— WRITTEN REQUEST 1 —
Can you update the records from the line containing "Where can the soccer player in dark" through the end of the records, swapping "dark striped jersey" for "navy striped jersey" and leaving everything else as it is? Omit the pictures from your version.

— EXTRACT TO READ —

Joi Ito's Web

Joi Ito's conversation with the living web.

Getting ready to give speech. The guy next to my is Jun Maki who played the producer of the photo shoot in Lost in Translation
Tomorrow is the general election for the Japanese parliament's Lower House. Mizuka and I joined the Governor of Nagano, Yasuo Tanaka, Shigeaki Saegusa (the conductor), Jun Maki (the copywriter who appears in Lost in Translation as the producer of the photo shoot), Yoichiro Kawaguchi (computer graphics professor), Hajime Takano (journalist) and many others in a two hour march through Ginza urging people go and vote tomorrow. It was called the senkyo ni ikouzei! movement. Our march was a nonpartisan effort to get people to vote regardless of their politics. We handed out leaflets, waved flags and made speeches on street corners. I made a speech about how most Japanese believe something needs to change yet do not feel they have any impact. I argued that Yasuo Tanaka showed that politicians can cause change and that voters can elect such officials. I stressed that you get the politicians you deserve and that if we wanted a democracy in Japan, people were going to have to vote.

— WRITTEN REQUEST 2 —
How would you render this sentence from the post about the Ginza voting march in Spanish: "Our march was a nonpartisan effort to get people to vote regardless of their politics."

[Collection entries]
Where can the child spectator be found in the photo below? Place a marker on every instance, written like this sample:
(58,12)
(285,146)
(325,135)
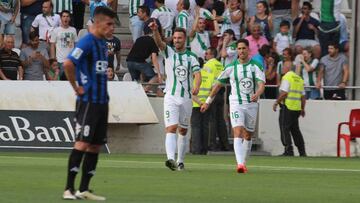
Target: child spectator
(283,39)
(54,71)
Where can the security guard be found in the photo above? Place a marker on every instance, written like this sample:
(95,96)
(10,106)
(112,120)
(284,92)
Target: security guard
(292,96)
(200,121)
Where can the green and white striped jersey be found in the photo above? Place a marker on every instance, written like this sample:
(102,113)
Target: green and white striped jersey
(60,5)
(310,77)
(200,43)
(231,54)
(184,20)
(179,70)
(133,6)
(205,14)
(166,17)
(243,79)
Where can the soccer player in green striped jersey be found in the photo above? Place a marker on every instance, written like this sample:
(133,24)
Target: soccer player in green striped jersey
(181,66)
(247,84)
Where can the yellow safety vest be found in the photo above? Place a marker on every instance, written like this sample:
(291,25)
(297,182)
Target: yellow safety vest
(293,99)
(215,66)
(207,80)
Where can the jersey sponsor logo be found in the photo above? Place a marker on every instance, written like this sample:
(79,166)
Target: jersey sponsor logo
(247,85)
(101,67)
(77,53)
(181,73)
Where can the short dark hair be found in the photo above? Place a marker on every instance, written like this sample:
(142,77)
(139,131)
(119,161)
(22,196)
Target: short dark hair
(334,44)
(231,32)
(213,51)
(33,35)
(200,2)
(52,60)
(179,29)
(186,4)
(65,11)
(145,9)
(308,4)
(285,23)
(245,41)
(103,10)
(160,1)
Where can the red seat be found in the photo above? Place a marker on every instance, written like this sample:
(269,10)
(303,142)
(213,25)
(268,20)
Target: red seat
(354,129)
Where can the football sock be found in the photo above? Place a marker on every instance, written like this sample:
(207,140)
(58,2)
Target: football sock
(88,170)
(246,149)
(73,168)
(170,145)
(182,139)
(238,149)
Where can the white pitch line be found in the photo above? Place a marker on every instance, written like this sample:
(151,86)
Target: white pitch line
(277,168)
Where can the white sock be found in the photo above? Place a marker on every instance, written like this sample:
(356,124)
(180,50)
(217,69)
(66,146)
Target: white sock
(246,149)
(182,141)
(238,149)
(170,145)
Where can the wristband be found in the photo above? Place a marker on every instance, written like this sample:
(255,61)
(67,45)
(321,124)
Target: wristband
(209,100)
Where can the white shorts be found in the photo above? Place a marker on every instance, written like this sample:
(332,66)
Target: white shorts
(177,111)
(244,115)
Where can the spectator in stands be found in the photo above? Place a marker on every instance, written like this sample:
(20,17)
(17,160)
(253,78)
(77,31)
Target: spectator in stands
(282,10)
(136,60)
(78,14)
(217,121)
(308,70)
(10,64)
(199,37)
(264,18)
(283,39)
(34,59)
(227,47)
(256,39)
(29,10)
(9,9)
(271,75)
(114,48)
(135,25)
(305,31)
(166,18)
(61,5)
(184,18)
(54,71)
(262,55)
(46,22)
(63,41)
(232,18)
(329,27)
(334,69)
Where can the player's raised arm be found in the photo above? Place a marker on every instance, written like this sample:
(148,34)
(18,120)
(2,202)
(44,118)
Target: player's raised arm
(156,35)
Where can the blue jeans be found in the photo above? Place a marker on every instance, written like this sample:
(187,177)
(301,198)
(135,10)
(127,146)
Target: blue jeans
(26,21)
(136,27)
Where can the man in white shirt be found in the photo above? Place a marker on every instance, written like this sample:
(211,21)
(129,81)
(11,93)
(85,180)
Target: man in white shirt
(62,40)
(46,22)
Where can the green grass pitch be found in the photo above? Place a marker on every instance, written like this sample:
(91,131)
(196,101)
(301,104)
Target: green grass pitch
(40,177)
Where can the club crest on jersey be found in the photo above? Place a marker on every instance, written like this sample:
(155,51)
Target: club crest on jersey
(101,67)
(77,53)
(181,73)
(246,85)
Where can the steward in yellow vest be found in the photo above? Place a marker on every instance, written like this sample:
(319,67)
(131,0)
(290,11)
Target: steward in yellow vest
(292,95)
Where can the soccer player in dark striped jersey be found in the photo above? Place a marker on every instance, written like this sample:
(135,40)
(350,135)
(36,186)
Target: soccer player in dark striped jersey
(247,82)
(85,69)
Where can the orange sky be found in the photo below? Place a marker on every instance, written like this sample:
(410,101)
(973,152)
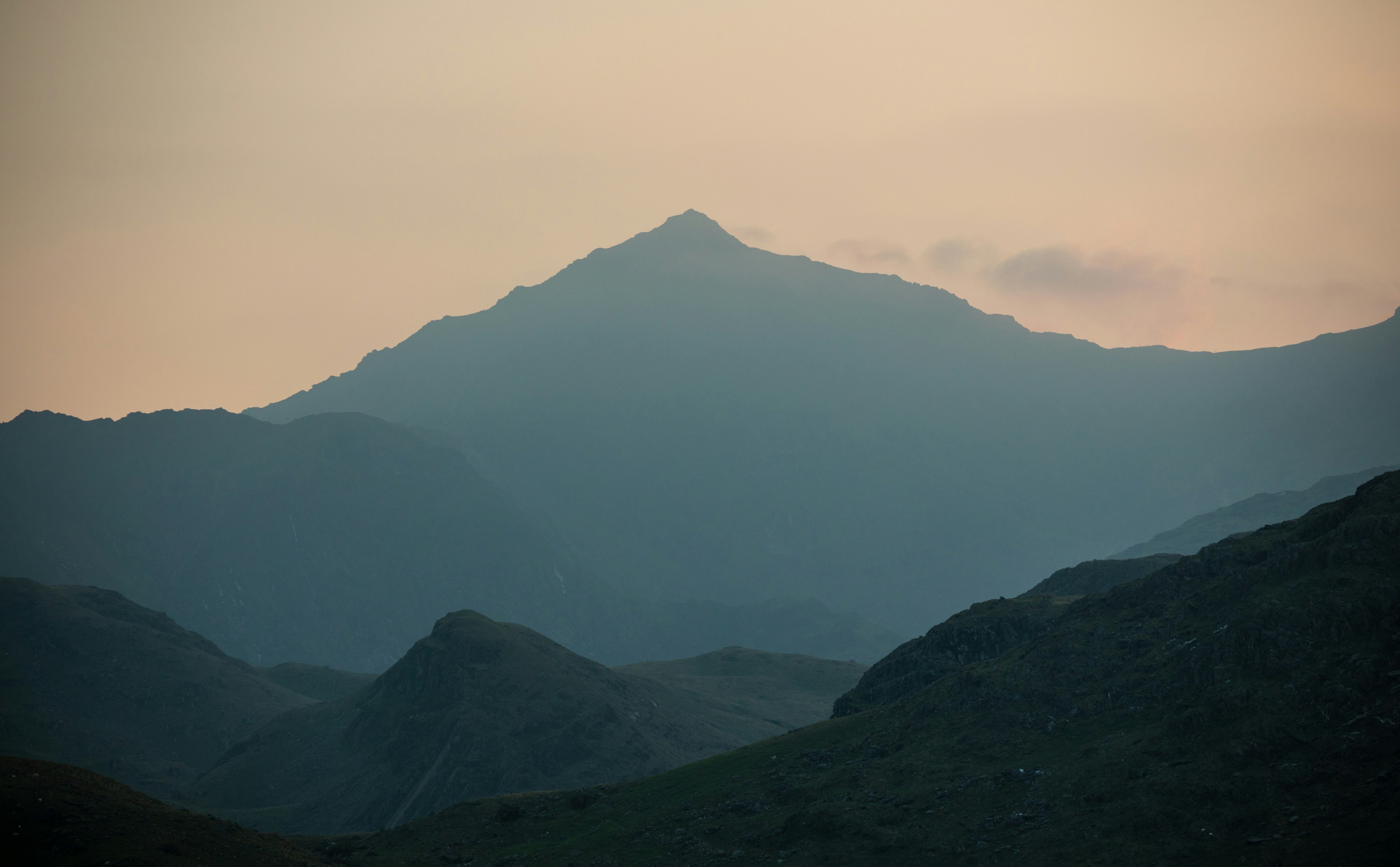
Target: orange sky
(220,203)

— FULL SOLUTION 1 —
Where can the soccer player in navy striped jersey be found in the photo above? Place a marker on every instance, written like this sample:
(135,40)
(350,135)
(36,186)
Target: soccer player in navy striped jersey
(247,82)
(85,69)
Where can the orange sky be found in the photo below? Place a marker on every instance, written like this sample:
(410,101)
(973,152)
Target: orange sky
(220,203)

— FULL SOLUTION 2 —
Nuestra marcha fue un esfuerzo apartidista para que la gente votara independientemente de su orientación política.